WRITTEN TASK: Nothing should be left out: output all of the entries exactly.

** start EXERCISE INPUT **

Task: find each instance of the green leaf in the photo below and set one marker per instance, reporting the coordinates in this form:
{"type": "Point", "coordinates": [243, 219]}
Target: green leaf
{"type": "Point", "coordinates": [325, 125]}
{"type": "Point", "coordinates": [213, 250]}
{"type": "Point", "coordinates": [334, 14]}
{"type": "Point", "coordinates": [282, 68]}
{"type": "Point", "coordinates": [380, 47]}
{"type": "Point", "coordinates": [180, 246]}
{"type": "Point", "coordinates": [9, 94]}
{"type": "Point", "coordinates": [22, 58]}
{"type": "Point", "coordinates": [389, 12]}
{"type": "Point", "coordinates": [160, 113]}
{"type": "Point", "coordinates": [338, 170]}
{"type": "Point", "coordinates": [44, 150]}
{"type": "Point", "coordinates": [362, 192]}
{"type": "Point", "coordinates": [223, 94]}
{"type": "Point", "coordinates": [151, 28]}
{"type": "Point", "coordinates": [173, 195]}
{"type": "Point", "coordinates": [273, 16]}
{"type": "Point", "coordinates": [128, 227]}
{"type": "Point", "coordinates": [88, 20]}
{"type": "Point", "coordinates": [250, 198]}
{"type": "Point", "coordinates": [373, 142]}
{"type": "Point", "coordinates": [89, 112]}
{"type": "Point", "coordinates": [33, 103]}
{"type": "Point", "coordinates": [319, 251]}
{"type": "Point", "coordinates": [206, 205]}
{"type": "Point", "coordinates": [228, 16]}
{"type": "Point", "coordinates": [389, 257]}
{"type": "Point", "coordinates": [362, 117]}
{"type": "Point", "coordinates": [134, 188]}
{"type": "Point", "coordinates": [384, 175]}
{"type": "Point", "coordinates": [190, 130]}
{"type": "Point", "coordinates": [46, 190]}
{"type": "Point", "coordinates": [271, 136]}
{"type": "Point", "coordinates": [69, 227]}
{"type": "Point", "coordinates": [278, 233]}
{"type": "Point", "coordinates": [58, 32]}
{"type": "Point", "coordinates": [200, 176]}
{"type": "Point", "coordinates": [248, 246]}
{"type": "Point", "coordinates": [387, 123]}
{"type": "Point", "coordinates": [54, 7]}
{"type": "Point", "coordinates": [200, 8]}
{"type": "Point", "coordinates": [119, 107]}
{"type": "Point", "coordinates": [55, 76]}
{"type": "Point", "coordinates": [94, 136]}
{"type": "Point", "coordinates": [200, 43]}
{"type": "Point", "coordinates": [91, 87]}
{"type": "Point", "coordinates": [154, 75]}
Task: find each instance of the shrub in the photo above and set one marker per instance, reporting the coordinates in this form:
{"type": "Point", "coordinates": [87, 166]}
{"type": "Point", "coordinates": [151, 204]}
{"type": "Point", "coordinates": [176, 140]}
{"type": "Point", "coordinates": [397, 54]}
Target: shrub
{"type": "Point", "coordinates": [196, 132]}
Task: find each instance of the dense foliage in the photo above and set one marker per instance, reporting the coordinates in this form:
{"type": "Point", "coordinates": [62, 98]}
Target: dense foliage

** end EXERCISE INPUT **

OUTPUT OF THE TASK:
Task: find each instance of the green leaf in the photo below and set one marker per instance, reporting the coordinates in this form:
{"type": "Point", "coordinates": [243, 219]}
Target: green leaf
{"type": "Point", "coordinates": [325, 125]}
{"type": "Point", "coordinates": [213, 250]}
{"type": "Point", "coordinates": [334, 14]}
{"type": "Point", "coordinates": [282, 68]}
{"type": "Point", "coordinates": [380, 47]}
{"type": "Point", "coordinates": [180, 246]}
{"type": "Point", "coordinates": [9, 94]}
{"type": "Point", "coordinates": [22, 58]}
{"type": "Point", "coordinates": [389, 12]}
{"type": "Point", "coordinates": [160, 113]}
{"type": "Point", "coordinates": [338, 170]}
{"type": "Point", "coordinates": [44, 150]}
{"type": "Point", "coordinates": [362, 192]}
{"type": "Point", "coordinates": [223, 94]}
{"type": "Point", "coordinates": [151, 28]}
{"type": "Point", "coordinates": [173, 195]}
{"type": "Point", "coordinates": [273, 16]}
{"type": "Point", "coordinates": [128, 227]}
{"type": "Point", "coordinates": [88, 20]}
{"type": "Point", "coordinates": [250, 198]}
{"type": "Point", "coordinates": [373, 142]}
{"type": "Point", "coordinates": [89, 112]}
{"type": "Point", "coordinates": [33, 103]}
{"type": "Point", "coordinates": [319, 251]}
{"type": "Point", "coordinates": [206, 205]}
{"type": "Point", "coordinates": [228, 16]}
{"type": "Point", "coordinates": [389, 257]}
{"type": "Point", "coordinates": [362, 117]}
{"type": "Point", "coordinates": [134, 188]}
{"type": "Point", "coordinates": [384, 175]}
{"type": "Point", "coordinates": [190, 130]}
{"type": "Point", "coordinates": [46, 190]}
{"type": "Point", "coordinates": [271, 136]}
{"type": "Point", "coordinates": [69, 227]}
{"type": "Point", "coordinates": [278, 233]}
{"type": "Point", "coordinates": [58, 32]}
{"type": "Point", "coordinates": [200, 176]}
{"type": "Point", "coordinates": [248, 246]}
{"type": "Point", "coordinates": [387, 123]}
{"type": "Point", "coordinates": [54, 7]}
{"type": "Point", "coordinates": [200, 8]}
{"type": "Point", "coordinates": [119, 107]}
{"type": "Point", "coordinates": [55, 76]}
{"type": "Point", "coordinates": [94, 136]}
{"type": "Point", "coordinates": [200, 43]}
{"type": "Point", "coordinates": [91, 87]}
{"type": "Point", "coordinates": [154, 75]}
Task: find each instance of the shrub in the photo above and set one marker per instance, reporting the coordinates in this form:
{"type": "Point", "coordinates": [87, 166]}
{"type": "Point", "coordinates": [151, 204]}
{"type": "Point", "coordinates": [176, 140]}
{"type": "Point", "coordinates": [397, 54]}
Target: shrub
{"type": "Point", "coordinates": [196, 132]}
Task: find each instance of the dense foliage in the photo above and set one marker per instance, reporting the coordinates in this form:
{"type": "Point", "coordinates": [62, 98]}
Target: dense foliage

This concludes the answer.